++++ QUOTED TEXT

The code is completely implemented according to the above process and formula, and it is very simple to understand. The iteration exit condition can be optimized, and the rest can not be changed.

Experimental dataset

The data set used in the above code experiment is the Iris data set, which contains 3 kinds of iris data, each with 50 data, a total of 150 data, each data contains 4 attributes: sepal length, sepal width, petal length , the petal width, you can use these four attributes to predict which category the iris flower belongs to.

Data source: https://www.kaggle.com/benhamner/python-data-visualizations/data

JAVA implementation

Reference article: https://blog.csdn.net/u010498696/article/details/45507071#commentsedit

Using the same iris data set, the membership matrix iteration function of this article is different from the iteration function above, readers should pay attention.

Implementation code:

import java.io.*;
import java.rmi.server.ExportException;

public class FcmRealize {
    private static final String FILE_DATA_IN = "/home/pzs/husin/FCM/iris.data";
    private static final String FILE_PAR = "";
    private static final String FILE_CENTER = "/home/pzs/husin/FCM/center.data";
    private static final String FILE_MATRIX = "/home/pzs/husin/FCM/umaxtrix.txt";

    public int numpattern;
    public int dimension;
    public int cata;
    public int maxcycle;
    public double m;
    public double limit;

    public FcmRealize(int numpattern, int dimension, int cata, int maxcycle, double m, double limit){
        this.numpattern = numpattern;   // Number of samples
        this.dimension = dimension;     // Dimensions of each sample point
        this.cata = cata;               // The number of categories that need to be clustered
        this.maxcycle = maxcycle;       // The maximum number of iterations
        this.m = m;                     // parameter m
        this.limit = limit;             // Iteration ends prematurely
    }

    /**
     * read sample
     * @param pattern Array to save iris data
     * **/
    public boolean getPattern(double[][] pattern){
        BufferedReader br = null;
        try{
            br = new BufferedReader(new FileReader(FILE_DATA_IN));
        }catch (FileNotFoundException e){
            e.printStackTrace();
        }
        String line = null;
        String regex = ",";  // regex = ","

++++++++
++++ MATERIAL

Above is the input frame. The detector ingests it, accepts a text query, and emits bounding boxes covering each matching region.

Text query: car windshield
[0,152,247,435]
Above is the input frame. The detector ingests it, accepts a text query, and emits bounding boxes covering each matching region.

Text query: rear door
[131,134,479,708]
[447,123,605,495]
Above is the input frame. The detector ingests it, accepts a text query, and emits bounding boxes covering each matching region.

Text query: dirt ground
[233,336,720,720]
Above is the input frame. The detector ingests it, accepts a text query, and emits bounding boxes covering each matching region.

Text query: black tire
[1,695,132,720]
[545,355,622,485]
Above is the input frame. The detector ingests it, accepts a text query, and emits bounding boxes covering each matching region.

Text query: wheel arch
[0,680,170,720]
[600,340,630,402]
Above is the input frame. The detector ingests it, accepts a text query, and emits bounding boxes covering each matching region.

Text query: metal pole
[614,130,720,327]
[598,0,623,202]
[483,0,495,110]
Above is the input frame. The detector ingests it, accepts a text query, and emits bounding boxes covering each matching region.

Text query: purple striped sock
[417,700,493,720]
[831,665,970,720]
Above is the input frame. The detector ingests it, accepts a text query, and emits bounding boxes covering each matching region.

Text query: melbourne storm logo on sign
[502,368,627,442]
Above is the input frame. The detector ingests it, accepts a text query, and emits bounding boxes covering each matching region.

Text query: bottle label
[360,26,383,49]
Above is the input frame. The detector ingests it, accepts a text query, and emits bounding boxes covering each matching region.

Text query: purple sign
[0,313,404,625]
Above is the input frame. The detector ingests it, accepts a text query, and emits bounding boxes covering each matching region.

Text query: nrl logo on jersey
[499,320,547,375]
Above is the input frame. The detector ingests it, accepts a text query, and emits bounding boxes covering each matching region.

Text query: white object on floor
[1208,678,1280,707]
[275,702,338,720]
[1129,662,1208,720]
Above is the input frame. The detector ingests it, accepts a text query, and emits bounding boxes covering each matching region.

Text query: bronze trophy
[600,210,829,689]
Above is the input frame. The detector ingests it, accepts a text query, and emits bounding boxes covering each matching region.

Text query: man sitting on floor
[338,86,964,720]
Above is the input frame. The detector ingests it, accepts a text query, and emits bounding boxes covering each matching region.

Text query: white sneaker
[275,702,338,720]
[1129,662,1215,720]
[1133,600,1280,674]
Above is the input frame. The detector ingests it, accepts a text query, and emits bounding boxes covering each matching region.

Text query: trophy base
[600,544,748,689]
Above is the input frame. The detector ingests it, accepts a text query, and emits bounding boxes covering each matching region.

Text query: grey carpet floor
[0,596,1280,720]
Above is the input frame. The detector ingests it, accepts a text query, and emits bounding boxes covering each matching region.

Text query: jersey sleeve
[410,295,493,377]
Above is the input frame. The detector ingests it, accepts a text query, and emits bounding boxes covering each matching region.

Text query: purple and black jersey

++++++++

- _PROBLEMS AND TASKS_
(A) Return the passage starting with "Using the same" and going on through "should pay attention.".
(B) Summarize the passage in two sentences.
Work from the passage alone.

- _RESPONSES BY TASK_
(A)
Using the same iris data set, the membership matrix iteration function of this article is different from the iteration function above, readers should pay attention.

(B) The passage describes the Iris data set used in the experiment, which has 150 records across 3 kinds of iris, 50 of each, with four attributes (sepal length, sepal width, petal length, and petal width) that can be used to predict a flower's category. It then gives a Java implementation based on a reference article, notes that this version's membership matrix iteration function differs from the earlier one, and shows code that sets the number of samples, dimensions, categories, maximum iterations, the parameter m, and an early-exit limit before it begins reading the sample data from a file.